# A sleepless night~~



## poncho (Apr 17, 2007)

: hey corrine your big bear is not showing up. missy


----------



## ChrystalPaths (Apr 17, 2007)

Put a radio on loudly, lite the place up, get a JRT that likes to bark! My prayers...we have them also.


----------



## MeadowRidge Farm (Apr 17, 2007)

[SIZE=12pt]I dont have a clue as to what happened to the thread, but I know Lil Beg. has been experiencing some problems, and this is one of them..lol.. anyways..I'm not on mare stare, I'm on BEAR STARE, about 7pm, Bob and Lance came running into the house and loaded a gun..so I calmly say "WHATS UP" , there answer~~ there is a good size bear walking the fenceline by the angus, which is about 20 acres from my 7 yearlings I just put in a pasture on Friday, its only about 400' from my house but thats a LONG distance when there is a big old bear out there! So I start going crazy (easy for me to do!) and go gather up all my yearlings and stuff them into my small barn that is in that pasture, its only about 12 x20...but there small, so they will be fine. I locked them in. Turned on all the floodlights around the barn area, plus we have 2 of those big dusk to dawn farm lights in our yard, I have the barn radio turned on, and I am sitting in my puter room listening for any braying or odd noise. Gosh I hate this! This big old guy went into our woods and came back out at least 6 times tonight, I am hoping he is just "passing" thru our fields...and hes even welcome to have a good drink out of our creek...but gosh~~ leave all my "kids" (horses and donkeys) alone. So far no one is braying, and the horses and donkeys are right behind my house about 50' from our patio door. I have the back half of there pasture closed off now, since it just was reseeded. Missy~~ where the heck is Jody or Mark when I need them??? Please pray all my kids stay safe while we have our visitor, a unwelcomed one at that! Corinne [/SIZE]


----------



## PaintedPromiseRanch (Apr 18, 2007)

▬▬▬▬▬▬

● SHORT TASK 1: Reproduce the part of the bear thread that opens with the words containing "## poncho (Apr" and closes with "have them also.".
● SHORT TASK 2: List the usernames that appear as post headers in the bear thread.
● SHORT TASK 3: Extend the forum thread about the bear from the point where it stops.
The material after this point is separate from the bear thread.

● GIVEN INFORMATION:
▬▬▬▬▬▬

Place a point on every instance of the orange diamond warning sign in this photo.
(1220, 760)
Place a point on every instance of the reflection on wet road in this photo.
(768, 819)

▬▬▬▬▬▬

● EXERCISE RESULT 1:
## poncho (Apr 17, 2007)

: hey corrine your big bear is not showing up. missy


----------



## ChrystalPaths (Apr 17, 2007)

Put a radio on loudly, lite the place up, get a JRT that likes to bark! My prayers...we have them also.

● EXERCISE RESULT 2: poncho, ChrystalPaths, MeadowRidge Farm, PaintedPromiseRanch

● EXERCISE RESULT 3:
and the reason for the bear is, because you are keeping that SECRET from your forum buddies and your daughter (me!)

so bad mommies get bears!


----------



## Bassett (Apr 18, 2007)

Man how scary. :no: We hear reports of bears around here once in a while but have never seen one myself. I suppose they are all coming out of hibernation now and hungry. I honestly don't know how I would handle it. Is it legal to shoot them if they are a danger to you, or can't the local officials do something about it? Did you call the police or the DNR? Hope he goes away.


----------



## ChrystalPaths (Apr 18, 2007)

You're doing everything right. Radio, lites, kids are in. Bears are hungry after this long winter and are usually quite shy and will avoid humans but I know from experience spring breaks the rules cuz they're hungry. Keep a gun loaded, wouldn't hurt to shoot up at regular intervals just to let the bear know you see it! Updates please and be safe yourself!


----------



## MeadowRidge Farm (Apr 18, 2007)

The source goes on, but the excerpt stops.